In the summer of 2022, a Google engineer named Blake Lemoine read transcripts of his conversations with an AI called LaMDA and concluded, publicly, that it was sentient. He was put on leave. The AI was not sentient. But the episode captured something real: for the first time in history, the machines were saying things that sounded like thoughts. Something fundamental had shifted.
What a Large Language Model Actually Does
The term "artificial intelligence" conjures images of robot minds. The reality is at once more mundane and more interesting. A large language model — the technology behind ChatGPT, Claude, Gemini and others — is, at its core, a very sophisticated pattern-completion engine. Trained on hundreds of billions of words from the internet, books, and academic papers, it learns to predict: given these words, what word comes next?

Extracted material
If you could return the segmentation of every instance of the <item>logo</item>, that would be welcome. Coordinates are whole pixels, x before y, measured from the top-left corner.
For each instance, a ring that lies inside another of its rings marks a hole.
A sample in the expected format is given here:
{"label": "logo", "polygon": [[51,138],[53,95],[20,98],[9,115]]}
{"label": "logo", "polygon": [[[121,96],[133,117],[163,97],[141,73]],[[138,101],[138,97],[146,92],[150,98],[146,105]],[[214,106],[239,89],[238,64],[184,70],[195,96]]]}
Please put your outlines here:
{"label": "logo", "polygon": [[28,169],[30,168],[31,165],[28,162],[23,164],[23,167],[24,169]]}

Assignment
Rewrite the passage on large language models from "In the summer" to "word comes next?", changing "sentient" to "conscious" throughout.

Solution to this task
In the summer of 2022, a Google engineer named Blake Lemoine read transcripts of his conversations with an AI called LaMDA and concluded, publicly, that it was conscious. He was put on leave. The AI was not conscious. But the episode captured something real: for the first time in history, the machines were saying things that sounded like thoughts. Something fundamental had shifted.
What a Large Language Model Actually Does
The term "artificial intelligence" conjures images of robot minds. The reality is at once more mundane and more interesting. A large language model — the technology behind ChatGPT, Claude, Gemini and others — is, at its core, a very sophisticated pattern-completion engine. Trained on hundreds of billions of words from the internet, books, and academic papers, it learns to predict: given these words, what word comes next?